Das Bewusstsein (5.) beinhaltet u. a., dass sich irgendeine Sache (1.) so und so verhält - es wurde eine Meinung (3.) gebildet welche für richtig (3.) gilt.
In Wirklichkeit ist aber diese Meinung rein subjektiv - sie hat mit der objektiven Lage der Dinge überhaupt nichts zu tun.
Obgleich der letzte Satz bestimmt einleuchtet, verhält sich das Bewusstsein (5.) völlig anders, da nämlich die
Gefühle (2.) nun ihren großen Auftritt haben: Im Fall von gegensätzllichen Behauptungen anderer entstehen (automatisch und unbewusst) Gefühle (2.) unangenehmer Art (das Ego fühlt sich bedroht). Hingegen im Fall von bestätigenden Äußerungen von außen entstehen (ebenfalls automatisch und unbewusst) Gefühle (2.) angenehmer Art (das Ego fühlt sich bestätigt).

******************************

__Fragen zum Text__:
1. Welche Art von Gefühlen entsteht laut dem Textauszug bei bestätigenden Äußerungen von außen?
2. Schreibe den Textauszug über Bewusstsein und Gefühle im Anschluss an seinen letzten Satz weiter.

Gespeicherte Einträge aus einer Sammlung

******************************

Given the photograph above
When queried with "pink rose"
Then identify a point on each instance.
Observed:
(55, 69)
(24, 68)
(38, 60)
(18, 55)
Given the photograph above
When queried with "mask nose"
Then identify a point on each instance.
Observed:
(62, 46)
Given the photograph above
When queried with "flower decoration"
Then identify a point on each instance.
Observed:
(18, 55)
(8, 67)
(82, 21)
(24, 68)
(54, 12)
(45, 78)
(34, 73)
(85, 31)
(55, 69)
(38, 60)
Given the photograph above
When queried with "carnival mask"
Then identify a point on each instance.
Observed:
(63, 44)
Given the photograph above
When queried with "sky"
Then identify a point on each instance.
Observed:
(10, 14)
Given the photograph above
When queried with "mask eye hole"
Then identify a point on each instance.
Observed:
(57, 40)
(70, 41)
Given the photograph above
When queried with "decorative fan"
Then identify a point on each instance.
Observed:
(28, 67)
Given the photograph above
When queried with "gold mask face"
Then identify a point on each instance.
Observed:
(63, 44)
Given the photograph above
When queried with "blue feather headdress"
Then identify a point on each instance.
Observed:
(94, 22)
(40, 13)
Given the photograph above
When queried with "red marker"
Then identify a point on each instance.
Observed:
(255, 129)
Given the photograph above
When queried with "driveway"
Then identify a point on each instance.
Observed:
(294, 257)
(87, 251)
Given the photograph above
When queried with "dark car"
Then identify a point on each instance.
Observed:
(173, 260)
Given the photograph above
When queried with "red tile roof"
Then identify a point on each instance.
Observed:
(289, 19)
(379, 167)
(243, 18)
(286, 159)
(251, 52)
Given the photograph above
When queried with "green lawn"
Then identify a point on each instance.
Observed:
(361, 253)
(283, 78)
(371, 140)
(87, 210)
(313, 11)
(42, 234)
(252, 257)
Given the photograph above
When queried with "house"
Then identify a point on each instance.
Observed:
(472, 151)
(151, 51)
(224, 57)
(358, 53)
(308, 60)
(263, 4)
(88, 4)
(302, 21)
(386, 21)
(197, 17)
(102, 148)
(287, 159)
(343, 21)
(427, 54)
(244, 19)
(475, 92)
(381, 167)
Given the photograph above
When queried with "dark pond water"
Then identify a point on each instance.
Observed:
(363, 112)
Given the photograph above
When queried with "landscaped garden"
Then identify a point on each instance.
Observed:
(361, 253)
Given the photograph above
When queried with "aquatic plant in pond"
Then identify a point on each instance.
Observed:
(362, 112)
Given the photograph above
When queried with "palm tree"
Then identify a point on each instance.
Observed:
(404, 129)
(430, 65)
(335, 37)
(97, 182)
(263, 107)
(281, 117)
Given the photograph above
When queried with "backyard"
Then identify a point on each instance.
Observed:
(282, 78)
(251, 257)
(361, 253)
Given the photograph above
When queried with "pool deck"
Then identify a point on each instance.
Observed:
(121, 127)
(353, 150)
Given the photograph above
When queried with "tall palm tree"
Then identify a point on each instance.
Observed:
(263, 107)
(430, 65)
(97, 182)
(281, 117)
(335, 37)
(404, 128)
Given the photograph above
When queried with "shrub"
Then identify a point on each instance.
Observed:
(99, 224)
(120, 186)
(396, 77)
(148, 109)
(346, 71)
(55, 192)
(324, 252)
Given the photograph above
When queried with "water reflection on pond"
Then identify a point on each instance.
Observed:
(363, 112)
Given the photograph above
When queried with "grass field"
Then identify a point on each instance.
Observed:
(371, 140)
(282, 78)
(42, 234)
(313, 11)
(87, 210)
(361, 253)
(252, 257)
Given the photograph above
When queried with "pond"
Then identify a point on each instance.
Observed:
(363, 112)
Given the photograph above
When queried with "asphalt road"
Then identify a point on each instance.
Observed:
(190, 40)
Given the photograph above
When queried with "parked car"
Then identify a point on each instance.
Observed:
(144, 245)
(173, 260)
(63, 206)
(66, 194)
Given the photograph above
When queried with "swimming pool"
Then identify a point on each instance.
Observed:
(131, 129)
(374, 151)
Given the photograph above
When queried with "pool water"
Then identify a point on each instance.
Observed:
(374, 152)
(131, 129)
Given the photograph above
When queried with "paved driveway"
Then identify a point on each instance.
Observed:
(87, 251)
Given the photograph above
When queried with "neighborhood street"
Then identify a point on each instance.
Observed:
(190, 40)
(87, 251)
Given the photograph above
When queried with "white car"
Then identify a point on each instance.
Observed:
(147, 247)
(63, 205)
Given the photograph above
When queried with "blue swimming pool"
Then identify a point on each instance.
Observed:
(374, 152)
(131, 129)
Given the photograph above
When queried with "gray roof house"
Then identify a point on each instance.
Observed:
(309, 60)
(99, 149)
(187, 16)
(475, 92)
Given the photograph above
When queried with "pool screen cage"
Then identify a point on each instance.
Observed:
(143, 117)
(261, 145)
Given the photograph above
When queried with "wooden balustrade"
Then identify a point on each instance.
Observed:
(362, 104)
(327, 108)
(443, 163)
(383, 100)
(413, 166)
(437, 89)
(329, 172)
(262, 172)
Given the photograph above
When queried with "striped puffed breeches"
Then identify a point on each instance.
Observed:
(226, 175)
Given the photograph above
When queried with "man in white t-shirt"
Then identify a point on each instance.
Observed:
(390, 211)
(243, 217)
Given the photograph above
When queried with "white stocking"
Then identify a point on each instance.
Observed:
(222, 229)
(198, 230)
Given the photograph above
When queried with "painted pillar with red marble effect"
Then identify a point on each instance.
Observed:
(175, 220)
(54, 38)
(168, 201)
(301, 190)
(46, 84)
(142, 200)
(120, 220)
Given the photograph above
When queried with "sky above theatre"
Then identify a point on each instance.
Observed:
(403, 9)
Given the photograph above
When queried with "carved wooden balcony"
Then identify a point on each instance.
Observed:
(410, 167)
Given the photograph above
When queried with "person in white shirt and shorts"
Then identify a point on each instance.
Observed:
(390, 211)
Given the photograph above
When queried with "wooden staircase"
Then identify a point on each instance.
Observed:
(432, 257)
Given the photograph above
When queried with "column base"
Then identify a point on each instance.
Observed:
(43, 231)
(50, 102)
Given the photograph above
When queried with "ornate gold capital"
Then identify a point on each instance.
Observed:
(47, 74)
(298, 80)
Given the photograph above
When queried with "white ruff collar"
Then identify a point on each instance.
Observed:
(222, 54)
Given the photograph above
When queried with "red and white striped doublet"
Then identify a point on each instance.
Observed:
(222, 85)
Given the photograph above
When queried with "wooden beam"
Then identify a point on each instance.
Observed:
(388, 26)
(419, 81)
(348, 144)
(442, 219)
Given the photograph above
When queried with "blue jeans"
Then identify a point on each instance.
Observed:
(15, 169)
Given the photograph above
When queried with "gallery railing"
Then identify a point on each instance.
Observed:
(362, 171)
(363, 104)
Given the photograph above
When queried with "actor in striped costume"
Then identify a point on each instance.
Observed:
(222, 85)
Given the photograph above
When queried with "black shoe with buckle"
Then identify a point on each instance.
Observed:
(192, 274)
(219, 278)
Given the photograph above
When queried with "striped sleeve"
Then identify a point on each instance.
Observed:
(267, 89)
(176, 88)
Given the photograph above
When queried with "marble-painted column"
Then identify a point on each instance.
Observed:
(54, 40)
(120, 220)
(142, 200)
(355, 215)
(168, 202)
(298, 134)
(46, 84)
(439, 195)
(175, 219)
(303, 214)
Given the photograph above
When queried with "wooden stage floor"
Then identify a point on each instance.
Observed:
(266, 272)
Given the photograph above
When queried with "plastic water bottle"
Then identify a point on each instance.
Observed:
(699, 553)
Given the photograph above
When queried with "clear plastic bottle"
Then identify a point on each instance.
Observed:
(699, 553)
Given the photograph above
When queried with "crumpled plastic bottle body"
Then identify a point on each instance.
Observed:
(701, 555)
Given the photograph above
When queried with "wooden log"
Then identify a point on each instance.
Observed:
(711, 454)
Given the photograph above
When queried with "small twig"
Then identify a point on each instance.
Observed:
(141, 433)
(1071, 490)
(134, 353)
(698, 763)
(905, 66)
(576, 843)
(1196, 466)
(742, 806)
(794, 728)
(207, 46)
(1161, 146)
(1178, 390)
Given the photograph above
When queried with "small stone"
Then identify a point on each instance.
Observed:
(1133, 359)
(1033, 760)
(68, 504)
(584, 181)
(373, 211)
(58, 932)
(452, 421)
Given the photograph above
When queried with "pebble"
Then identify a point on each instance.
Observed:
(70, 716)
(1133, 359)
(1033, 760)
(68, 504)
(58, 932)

******************************

__Antwortliste__:
1. Es entstehen Gefühle angenehmer Art, weil sich das Ego bestätigt fühlt.

2.
Unmittelbar mit den Gefühlen (2.) entstehen die o. g. Bewertungen (3.).
Gefühl bedingt automatisch Bewertung! Unsere (Für-)Wahrnehmung (3.) ist bereits von diesen Bewertungen (3.) gefärbt und somit alles andere als neutral oder objektiv. Das alles ist der
passive und idR
unbewusste Part des Vorgangs.
Der
aktive Part sind - und jetzt kommt´s - oftmals sogar
bewusste Reaktionen (4.). Diese Reaktionen (4.) können in dreierlei Gestalt erfolgen: Erneutes Denken, Rede und/oder Taten. Sie kann mehrgestaltig auftreten, aber niemals ohne Denken.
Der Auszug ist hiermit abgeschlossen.